- REQUIRED TASK 1 -
In the article on Project X below, translate this sentence into Spanish: "That mysterious training program went by the spooky code name "Project X.""

- PASSAGE -

_____

Lost History: Project X,
Drugs & Death Squads
by Robert Parry
The Consortium magazine
March 31, 1997

WASHINGTON -- "The C.I.A. Cleanses Itself," declared a mostly
upbeat lead editorial in The New York Times on March 4. The U.S. spy agency
had severed its ties to about 100 foreign agents who were "killers,
torturers, terrorists and other assorted miscreants," the editorial
observed with satisfaction: "The Central Intelligence Agency's purge
of foreign agents with criminal histories is an important milestone in the
organization's effort to discard the bad habits of the Cold War."
Two days later, a front-page story in The Washington Post described
the Pentagon's release of long-withheld documents that described how, for
decades, the U.S. Army had been training soldiers around the world in techniques
of blackmail, kidnapping, murder and spying on non-violent political opponents.
That mysterious training program went by the spooky code name "Project
X."
A day after that, a federal grand jury in Miami returned a narcotics
indictment against Joseph Michel Francois, the military police chief who
had led the coup in Haiti which ousted elected president Jean-Bertrand Aristide
in 1991. Francois and his military allies held power for the next three
years, while Francois ran a U.S.-trained counter-narcotics unit that managed
to arrest fewer and fewer drug traffickers.

_____

- GIVEN DATA -
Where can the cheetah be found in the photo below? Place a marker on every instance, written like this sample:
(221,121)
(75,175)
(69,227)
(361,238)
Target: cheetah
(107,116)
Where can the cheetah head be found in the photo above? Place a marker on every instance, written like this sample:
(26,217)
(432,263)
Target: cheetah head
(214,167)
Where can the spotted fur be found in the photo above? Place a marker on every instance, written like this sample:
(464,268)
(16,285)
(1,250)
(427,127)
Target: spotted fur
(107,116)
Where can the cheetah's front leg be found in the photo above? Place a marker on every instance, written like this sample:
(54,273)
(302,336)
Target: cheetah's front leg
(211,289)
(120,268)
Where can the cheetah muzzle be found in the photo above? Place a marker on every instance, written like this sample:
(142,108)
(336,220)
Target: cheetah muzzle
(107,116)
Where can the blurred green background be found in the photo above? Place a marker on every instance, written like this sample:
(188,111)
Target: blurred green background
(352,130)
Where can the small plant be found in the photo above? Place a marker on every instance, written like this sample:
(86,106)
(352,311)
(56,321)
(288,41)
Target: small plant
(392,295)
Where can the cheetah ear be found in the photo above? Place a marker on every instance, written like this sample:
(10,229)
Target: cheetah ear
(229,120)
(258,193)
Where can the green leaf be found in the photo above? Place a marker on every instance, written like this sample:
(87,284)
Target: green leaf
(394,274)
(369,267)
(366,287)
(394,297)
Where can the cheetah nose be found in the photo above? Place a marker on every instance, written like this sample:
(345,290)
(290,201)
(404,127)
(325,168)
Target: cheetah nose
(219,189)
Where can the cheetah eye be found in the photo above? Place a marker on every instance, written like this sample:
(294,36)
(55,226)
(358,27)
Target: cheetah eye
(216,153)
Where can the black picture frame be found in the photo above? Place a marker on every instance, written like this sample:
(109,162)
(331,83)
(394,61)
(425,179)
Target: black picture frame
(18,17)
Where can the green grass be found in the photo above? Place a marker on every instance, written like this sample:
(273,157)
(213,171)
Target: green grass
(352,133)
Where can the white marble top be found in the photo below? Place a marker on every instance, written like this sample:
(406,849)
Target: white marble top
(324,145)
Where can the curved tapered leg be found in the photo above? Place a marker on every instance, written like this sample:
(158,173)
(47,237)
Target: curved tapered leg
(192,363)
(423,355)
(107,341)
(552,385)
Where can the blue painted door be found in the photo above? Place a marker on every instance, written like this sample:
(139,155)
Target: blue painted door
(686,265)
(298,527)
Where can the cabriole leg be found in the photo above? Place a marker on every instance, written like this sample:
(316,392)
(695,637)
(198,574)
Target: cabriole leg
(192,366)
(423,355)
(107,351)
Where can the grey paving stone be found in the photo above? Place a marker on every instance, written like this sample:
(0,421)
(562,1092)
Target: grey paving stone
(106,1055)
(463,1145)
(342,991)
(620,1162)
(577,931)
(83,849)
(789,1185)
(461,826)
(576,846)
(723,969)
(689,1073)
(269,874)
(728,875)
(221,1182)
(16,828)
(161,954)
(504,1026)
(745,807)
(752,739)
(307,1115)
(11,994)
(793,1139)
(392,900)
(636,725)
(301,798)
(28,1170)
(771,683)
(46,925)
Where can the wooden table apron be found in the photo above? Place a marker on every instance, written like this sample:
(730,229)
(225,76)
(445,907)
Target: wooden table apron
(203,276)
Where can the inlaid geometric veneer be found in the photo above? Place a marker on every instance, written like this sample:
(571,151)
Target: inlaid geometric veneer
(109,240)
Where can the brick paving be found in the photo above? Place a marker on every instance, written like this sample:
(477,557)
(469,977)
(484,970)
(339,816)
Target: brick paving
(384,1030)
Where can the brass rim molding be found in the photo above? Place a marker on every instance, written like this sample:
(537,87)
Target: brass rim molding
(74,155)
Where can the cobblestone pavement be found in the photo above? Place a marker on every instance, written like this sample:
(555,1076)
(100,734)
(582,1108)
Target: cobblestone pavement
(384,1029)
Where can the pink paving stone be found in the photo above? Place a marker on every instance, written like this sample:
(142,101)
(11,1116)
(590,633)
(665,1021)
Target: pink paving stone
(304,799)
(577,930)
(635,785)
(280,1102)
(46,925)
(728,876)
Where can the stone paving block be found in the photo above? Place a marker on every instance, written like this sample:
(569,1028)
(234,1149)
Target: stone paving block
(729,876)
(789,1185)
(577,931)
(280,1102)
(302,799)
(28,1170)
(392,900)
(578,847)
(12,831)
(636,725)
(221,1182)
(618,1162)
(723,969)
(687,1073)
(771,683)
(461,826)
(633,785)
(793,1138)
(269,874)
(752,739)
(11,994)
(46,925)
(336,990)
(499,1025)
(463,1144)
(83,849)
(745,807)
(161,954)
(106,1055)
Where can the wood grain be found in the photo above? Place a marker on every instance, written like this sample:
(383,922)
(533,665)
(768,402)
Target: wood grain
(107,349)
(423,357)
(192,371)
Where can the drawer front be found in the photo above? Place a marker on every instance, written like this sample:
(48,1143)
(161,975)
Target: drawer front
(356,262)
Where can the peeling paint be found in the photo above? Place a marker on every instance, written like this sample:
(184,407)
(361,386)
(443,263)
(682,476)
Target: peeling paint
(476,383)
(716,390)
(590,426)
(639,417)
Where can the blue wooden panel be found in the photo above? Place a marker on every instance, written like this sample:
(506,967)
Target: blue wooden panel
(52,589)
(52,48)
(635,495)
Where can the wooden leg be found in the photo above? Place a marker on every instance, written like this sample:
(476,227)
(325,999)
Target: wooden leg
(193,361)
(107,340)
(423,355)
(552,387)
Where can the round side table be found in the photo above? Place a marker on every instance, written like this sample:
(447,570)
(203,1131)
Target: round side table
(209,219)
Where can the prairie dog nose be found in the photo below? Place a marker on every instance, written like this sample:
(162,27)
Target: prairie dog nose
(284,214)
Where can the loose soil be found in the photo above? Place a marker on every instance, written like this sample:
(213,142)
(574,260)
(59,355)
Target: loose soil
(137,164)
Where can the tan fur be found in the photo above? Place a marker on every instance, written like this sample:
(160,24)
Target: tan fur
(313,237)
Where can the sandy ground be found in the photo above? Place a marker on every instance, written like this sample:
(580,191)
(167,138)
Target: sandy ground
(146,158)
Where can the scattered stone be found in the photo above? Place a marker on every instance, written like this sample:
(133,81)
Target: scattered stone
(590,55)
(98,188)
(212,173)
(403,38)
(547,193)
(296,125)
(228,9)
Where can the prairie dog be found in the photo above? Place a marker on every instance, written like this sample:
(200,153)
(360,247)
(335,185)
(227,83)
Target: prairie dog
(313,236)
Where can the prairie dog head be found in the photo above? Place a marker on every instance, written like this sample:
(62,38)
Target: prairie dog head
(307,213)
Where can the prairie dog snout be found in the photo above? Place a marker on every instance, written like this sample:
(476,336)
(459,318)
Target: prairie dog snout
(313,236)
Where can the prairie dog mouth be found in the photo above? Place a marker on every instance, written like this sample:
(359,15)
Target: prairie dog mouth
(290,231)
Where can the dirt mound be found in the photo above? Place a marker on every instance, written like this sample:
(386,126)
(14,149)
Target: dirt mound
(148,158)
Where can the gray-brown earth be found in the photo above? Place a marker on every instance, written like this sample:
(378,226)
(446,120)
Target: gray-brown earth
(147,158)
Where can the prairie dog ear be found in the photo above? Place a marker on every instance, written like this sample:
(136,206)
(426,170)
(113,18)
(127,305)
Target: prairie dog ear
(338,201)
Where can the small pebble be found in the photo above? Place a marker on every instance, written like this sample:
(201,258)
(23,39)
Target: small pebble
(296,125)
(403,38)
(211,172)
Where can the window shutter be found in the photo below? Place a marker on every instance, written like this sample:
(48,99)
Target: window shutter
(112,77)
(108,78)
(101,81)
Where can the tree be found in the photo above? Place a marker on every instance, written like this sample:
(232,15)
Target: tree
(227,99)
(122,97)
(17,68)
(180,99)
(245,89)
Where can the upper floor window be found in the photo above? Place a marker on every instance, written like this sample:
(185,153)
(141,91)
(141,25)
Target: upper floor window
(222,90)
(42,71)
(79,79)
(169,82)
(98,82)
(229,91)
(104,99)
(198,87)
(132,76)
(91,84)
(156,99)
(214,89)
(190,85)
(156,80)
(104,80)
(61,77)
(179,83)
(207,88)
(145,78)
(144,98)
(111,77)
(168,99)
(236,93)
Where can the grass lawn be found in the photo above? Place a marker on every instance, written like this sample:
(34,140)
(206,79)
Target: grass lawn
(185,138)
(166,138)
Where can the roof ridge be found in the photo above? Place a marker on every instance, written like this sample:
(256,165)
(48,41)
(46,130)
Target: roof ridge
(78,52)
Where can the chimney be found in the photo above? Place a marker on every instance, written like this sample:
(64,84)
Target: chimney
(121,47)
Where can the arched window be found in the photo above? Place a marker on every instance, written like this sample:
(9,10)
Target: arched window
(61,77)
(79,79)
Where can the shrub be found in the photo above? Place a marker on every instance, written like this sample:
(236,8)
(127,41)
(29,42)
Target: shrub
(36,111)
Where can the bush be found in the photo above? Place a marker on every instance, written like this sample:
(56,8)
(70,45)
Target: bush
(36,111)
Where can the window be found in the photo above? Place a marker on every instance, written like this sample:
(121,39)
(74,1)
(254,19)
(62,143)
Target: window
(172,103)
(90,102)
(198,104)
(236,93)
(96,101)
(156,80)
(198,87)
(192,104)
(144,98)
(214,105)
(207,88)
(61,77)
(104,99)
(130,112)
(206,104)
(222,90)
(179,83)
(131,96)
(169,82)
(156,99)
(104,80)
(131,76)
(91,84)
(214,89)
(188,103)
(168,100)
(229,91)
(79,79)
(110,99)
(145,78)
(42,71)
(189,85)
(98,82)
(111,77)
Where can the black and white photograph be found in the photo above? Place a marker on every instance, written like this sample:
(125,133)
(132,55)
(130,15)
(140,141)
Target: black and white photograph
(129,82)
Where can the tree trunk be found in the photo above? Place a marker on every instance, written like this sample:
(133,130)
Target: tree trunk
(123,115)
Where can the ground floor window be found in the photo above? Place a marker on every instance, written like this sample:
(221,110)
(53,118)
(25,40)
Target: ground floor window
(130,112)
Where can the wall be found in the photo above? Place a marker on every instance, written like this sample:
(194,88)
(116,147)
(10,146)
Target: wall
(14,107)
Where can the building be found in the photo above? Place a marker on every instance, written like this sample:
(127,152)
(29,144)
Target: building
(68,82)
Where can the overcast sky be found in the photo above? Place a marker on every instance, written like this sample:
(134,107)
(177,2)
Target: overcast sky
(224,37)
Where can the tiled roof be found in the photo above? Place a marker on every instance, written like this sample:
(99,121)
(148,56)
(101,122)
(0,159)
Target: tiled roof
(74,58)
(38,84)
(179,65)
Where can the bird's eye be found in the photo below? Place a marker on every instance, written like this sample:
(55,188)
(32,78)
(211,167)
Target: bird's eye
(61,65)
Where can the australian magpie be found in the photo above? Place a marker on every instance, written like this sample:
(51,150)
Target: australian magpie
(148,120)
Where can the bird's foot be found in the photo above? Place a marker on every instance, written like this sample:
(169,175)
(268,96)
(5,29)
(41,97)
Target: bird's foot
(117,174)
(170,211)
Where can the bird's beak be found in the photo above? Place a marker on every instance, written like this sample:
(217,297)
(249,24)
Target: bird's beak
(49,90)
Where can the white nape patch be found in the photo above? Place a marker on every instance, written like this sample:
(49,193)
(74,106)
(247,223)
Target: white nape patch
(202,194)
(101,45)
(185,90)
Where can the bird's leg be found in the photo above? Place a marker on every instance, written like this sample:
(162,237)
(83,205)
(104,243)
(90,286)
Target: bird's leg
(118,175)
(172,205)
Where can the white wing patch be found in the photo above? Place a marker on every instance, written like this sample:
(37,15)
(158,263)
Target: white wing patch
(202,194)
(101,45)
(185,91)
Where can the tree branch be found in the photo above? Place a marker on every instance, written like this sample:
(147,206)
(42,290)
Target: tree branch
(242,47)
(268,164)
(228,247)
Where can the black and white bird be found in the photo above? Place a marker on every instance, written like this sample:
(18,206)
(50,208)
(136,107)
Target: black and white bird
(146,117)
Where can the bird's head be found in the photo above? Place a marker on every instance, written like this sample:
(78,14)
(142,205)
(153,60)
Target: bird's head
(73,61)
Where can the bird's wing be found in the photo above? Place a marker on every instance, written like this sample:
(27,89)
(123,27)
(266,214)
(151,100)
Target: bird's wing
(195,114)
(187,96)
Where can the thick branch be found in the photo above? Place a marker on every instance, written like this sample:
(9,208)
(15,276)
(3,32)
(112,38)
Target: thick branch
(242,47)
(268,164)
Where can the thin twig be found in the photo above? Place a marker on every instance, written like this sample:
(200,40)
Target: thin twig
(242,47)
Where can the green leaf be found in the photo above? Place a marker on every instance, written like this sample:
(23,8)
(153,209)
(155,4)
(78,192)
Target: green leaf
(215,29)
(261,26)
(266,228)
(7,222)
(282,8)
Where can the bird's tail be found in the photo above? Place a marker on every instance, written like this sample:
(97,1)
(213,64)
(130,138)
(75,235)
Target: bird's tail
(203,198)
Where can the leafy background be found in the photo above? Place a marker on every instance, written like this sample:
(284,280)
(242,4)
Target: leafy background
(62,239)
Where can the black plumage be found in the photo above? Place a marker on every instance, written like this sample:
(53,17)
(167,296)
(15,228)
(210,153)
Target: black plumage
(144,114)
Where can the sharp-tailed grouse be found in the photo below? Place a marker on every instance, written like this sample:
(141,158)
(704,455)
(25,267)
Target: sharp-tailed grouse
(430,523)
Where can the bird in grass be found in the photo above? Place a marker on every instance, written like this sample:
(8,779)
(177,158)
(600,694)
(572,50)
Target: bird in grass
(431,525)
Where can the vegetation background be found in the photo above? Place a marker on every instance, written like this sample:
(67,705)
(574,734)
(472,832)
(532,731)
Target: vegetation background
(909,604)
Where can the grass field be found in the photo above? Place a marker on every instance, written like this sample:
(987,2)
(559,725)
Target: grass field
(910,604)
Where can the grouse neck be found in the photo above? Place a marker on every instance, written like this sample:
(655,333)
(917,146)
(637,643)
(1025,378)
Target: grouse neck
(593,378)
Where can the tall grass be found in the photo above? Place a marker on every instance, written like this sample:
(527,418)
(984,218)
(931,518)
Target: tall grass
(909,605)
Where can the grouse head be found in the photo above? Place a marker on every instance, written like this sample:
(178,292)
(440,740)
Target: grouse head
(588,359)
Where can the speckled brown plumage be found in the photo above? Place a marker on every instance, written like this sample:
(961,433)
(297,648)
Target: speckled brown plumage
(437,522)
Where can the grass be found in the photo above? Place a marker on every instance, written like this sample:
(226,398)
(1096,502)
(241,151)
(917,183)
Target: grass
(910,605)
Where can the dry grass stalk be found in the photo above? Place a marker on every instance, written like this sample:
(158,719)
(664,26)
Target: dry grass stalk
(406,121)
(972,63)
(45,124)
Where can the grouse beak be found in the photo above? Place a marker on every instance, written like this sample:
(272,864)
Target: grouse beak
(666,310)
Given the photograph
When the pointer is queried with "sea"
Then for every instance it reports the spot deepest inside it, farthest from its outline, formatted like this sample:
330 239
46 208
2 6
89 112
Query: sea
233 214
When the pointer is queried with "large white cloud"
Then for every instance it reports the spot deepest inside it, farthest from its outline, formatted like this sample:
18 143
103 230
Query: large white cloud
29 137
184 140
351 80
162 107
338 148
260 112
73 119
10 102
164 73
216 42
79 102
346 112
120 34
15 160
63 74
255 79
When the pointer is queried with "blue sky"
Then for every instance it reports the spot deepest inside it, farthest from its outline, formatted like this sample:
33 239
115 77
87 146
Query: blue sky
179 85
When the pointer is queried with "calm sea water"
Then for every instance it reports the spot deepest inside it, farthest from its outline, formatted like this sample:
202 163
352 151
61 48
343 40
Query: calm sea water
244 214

_____

- REQUIRED TASK 2 -
Select every line of the records above that contains the word "wall", treating case as significant.

- FULL RESPONSE 1 -
Ese misterioso programa de entrenamiento llevaba el inquietante nombre en clave "Proyecto X".

- FULL RESPONSE 2 -
Where can the wall be found in the photo above? Place a marker on every instance, written like this sample:
Target: wall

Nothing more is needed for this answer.